**REQUIREMENTS**
Would it be possible to quote, exactly and in full, the lines from the one with "Every instance of the woman in white" through the end of the entries below?

>> start TASK DATA

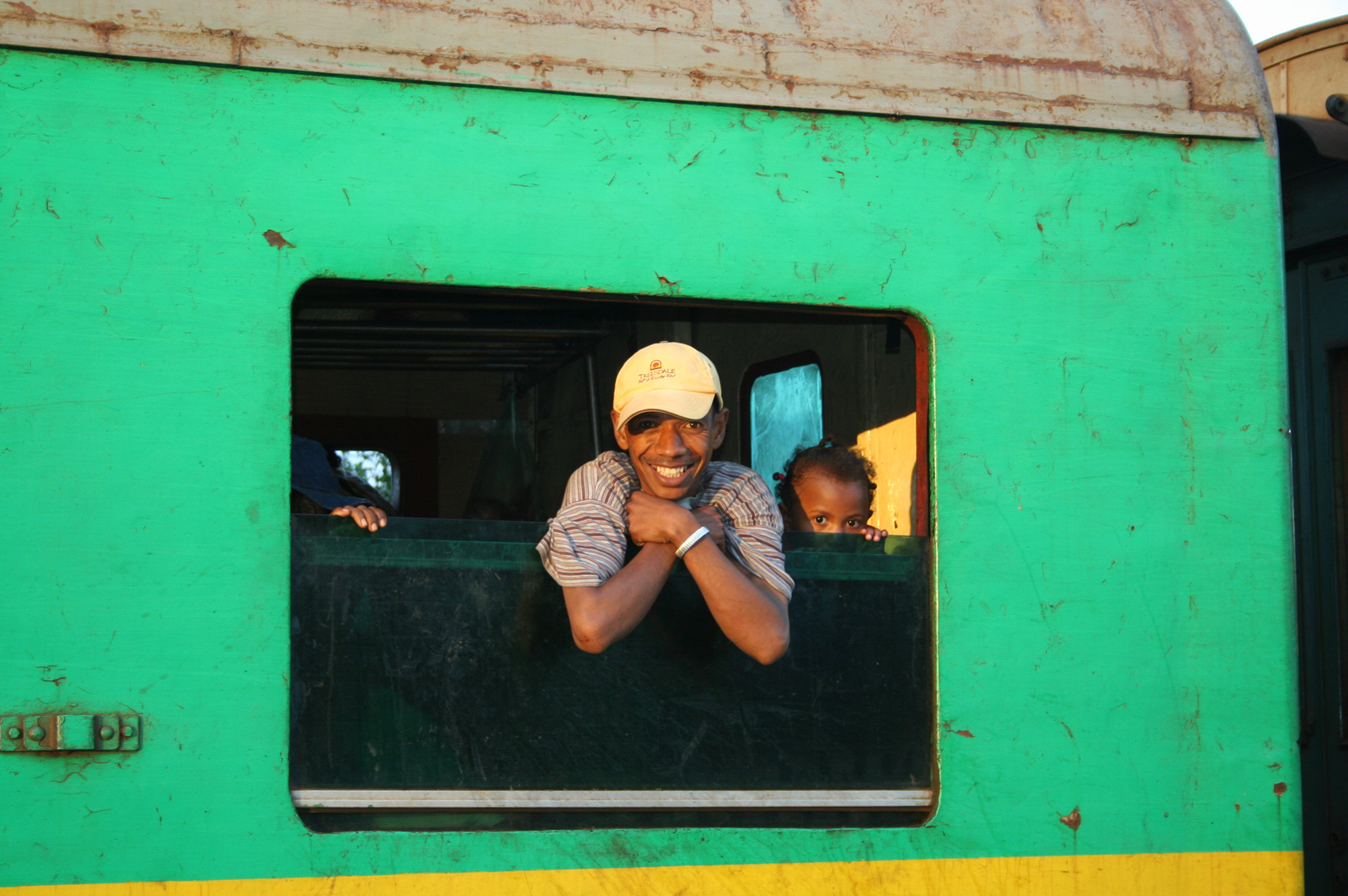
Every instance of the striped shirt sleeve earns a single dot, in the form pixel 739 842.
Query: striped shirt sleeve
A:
pixel 586 541
pixel 754 534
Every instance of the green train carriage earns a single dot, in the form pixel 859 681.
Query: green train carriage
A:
pixel 1029 255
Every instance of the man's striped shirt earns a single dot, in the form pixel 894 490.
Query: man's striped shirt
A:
pixel 586 541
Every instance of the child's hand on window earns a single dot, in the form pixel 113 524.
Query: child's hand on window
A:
pixel 366 516
pixel 874 534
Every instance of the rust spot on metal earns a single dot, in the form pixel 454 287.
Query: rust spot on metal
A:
pixel 276 240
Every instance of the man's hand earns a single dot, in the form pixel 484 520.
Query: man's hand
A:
pixel 366 516
pixel 712 518
pixel 654 520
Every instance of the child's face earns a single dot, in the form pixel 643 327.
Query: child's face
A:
pixel 826 504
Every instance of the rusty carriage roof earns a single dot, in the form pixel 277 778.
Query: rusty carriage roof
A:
pixel 1159 67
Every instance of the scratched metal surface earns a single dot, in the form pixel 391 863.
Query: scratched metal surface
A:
pixel 1163 67
pixel 1114 601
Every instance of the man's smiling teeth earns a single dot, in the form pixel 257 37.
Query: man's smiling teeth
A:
pixel 671 472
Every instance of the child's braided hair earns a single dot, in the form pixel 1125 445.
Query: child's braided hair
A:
pixel 829 458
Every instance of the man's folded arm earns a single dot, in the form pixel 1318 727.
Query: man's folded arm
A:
pixel 750 612
pixel 602 615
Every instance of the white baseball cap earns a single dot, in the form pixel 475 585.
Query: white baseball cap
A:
pixel 666 376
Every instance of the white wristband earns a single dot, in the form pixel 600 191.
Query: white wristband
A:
pixel 691 541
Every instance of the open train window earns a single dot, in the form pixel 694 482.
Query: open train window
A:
pixel 435 678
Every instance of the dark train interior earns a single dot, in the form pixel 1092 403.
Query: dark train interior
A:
pixel 436 655
pixel 485 401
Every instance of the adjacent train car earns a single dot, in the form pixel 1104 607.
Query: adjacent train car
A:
pixel 1308 78
pixel 1022 255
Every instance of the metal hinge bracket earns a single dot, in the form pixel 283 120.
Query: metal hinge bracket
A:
pixel 49 733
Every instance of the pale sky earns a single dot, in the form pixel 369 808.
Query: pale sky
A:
pixel 1267 18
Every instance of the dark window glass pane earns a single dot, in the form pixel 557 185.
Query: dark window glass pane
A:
pixel 437 655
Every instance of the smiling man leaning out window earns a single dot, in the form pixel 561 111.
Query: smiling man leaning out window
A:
pixel 665 492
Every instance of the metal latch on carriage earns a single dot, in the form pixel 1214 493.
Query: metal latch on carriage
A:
pixel 51 733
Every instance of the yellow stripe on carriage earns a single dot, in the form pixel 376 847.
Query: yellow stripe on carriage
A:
pixel 1270 873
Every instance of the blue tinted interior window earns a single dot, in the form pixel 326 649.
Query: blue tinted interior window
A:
pixel 786 411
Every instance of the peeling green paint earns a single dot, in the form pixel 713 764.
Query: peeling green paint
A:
pixel 1115 606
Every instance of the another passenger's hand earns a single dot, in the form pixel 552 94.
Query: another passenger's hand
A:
pixel 714 523
pixel 655 520
pixel 366 516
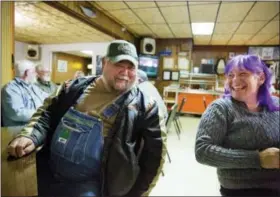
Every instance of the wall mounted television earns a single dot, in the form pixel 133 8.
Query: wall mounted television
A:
pixel 149 64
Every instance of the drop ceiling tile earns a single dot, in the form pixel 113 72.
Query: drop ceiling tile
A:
pixel 175 14
pixel 203 13
pixel 273 41
pixel 170 4
pixel 220 39
pixel 250 27
pixel 126 17
pixel 277 18
pixel 263 11
pixel 201 3
pixel 271 28
pixel 112 5
pixel 260 38
pixel 137 5
pixel 150 15
pixel 161 30
pixel 202 40
pixel 226 28
pixel 233 11
pixel 140 29
pixel 238 39
pixel 181 30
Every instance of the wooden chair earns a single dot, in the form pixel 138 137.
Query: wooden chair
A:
pixel 177 117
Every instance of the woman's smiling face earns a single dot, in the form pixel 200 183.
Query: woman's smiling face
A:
pixel 243 84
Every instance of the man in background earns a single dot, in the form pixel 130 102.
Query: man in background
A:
pixel 20 97
pixel 44 80
pixel 148 88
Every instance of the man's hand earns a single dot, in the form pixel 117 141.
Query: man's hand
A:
pixel 20 146
pixel 270 158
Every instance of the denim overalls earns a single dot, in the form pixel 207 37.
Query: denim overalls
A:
pixel 76 151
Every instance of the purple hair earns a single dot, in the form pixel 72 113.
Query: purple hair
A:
pixel 255 65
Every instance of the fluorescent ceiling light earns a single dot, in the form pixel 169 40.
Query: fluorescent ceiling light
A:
pixel 202 28
pixel 87 52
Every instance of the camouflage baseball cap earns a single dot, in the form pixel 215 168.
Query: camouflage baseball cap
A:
pixel 119 50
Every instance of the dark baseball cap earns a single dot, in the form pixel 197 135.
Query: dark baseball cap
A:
pixel 119 50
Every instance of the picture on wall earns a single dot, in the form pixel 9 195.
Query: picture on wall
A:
pixel 175 76
pixel 166 75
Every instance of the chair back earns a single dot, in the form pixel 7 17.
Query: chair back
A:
pixel 182 104
pixel 171 116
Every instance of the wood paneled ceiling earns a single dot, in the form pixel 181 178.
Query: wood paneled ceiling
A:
pixel 37 22
pixel 236 23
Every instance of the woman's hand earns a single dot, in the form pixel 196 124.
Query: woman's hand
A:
pixel 270 158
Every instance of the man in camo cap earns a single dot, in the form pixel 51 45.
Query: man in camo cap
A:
pixel 102 135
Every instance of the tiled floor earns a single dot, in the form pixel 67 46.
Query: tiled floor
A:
pixel 184 176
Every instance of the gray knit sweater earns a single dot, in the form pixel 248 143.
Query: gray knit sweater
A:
pixel 229 138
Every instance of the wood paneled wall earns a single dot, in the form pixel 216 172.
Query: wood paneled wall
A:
pixel 215 52
pixel 7 41
pixel 175 46
pixel 198 52
pixel 74 62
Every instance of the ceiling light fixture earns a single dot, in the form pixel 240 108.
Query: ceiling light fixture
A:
pixel 87 52
pixel 202 28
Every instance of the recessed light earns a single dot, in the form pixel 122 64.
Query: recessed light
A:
pixel 202 28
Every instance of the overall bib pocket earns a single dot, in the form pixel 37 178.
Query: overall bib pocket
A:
pixel 70 140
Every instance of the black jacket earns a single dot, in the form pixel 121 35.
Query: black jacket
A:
pixel 134 150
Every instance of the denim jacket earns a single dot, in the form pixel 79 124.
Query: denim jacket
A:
pixel 19 101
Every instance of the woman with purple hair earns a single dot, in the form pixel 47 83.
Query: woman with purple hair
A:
pixel 239 133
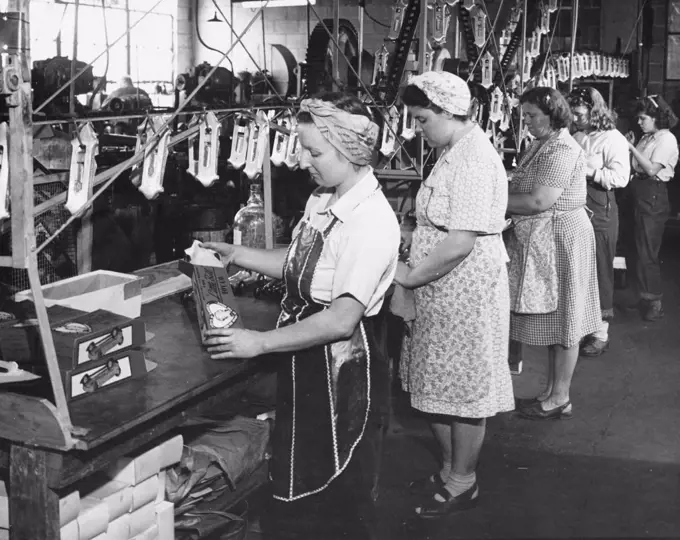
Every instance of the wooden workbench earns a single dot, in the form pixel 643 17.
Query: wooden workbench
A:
pixel 120 419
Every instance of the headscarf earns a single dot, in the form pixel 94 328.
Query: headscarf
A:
pixel 353 135
pixel 445 90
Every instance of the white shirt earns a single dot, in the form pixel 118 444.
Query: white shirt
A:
pixel 662 148
pixel 360 254
pixel 607 155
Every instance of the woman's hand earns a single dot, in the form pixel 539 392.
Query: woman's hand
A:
pixel 226 343
pixel 403 270
pixel 226 251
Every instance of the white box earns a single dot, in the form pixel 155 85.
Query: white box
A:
pixel 101 289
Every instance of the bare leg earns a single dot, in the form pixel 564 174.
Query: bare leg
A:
pixel 551 375
pixel 565 363
pixel 467 437
pixel 442 432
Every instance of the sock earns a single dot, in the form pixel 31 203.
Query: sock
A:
pixel 445 470
pixel 458 483
pixel 603 332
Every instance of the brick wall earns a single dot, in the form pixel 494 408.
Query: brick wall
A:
pixel 184 47
pixel 657 53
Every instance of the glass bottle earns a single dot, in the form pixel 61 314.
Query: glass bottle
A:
pixel 249 221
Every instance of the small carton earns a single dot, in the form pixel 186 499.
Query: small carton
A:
pixel 215 302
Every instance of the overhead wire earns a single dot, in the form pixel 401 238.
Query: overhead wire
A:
pixel 152 142
pixel 488 37
pixel 89 65
pixel 635 28
pixel 549 54
pixel 202 42
pixel 264 74
pixel 503 84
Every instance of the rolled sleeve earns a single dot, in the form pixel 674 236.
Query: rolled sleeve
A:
pixel 665 153
pixel 555 166
pixel 615 171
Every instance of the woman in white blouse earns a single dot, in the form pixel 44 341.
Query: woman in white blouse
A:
pixel 332 382
pixel 608 168
pixel 654 159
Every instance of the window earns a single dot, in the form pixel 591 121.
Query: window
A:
pixel 146 54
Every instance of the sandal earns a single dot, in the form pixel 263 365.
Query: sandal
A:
pixel 434 508
pixel 429 484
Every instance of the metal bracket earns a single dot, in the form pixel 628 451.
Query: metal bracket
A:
pixel 97 349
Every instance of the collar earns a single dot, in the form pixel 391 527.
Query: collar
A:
pixel 345 205
pixel 655 135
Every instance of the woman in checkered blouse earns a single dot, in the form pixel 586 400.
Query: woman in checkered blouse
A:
pixel 550 183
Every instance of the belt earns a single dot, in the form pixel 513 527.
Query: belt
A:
pixel 642 176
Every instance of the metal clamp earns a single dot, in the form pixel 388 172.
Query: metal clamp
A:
pixel 97 349
pixel 95 381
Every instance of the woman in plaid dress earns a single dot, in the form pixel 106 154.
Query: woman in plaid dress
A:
pixel 550 183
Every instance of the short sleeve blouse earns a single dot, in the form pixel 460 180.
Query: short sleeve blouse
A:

>> end TASK DATA

**FINAL RESULT**
Every instance of the woman in white blouse earns a single dot, in the form pixel 44 341.
Query: woman in white blouse
A:
pixel 332 382
pixel 608 168
pixel 654 159
Every instance of the window earns a single dot, in the form pixel 591 121.
Query: window
A:
pixel 146 54
Every instance of the sandal earns a single dot, in the form pixel 263 365.
Query: sandal
A:
pixel 434 508
pixel 429 484
Every instance of the metal bracket earns a single dot, in the form pixel 628 451.
Query: metal bracket
A:
pixel 97 349
Every instance of the collar earns a single dot, in the form pixel 391 527.
Query: collar
A:
pixel 345 205
pixel 655 135
Every instance of the woman in checkered blouse earns a single dot, in the form pixel 586 400.
Query: woman in checkered blouse
A:
pixel 550 183
Every instance of the belt earns a single dot, in the form pixel 513 527.
Query: belt
A:
pixel 642 176
Every instance of the metal clamp earns a single dot, in the form pixel 388 172.
Query: metal clamp
A:
pixel 97 349
pixel 95 381
Every instance of the woman in plaid dress earns a single dot, in the form pixel 106 154.
Query: woman in plaid dress
A:
pixel 550 183
Every instance of the short sleeve blouse earns a single dot, in the form pixel 460 180.
Query: short sleeve blouse
A:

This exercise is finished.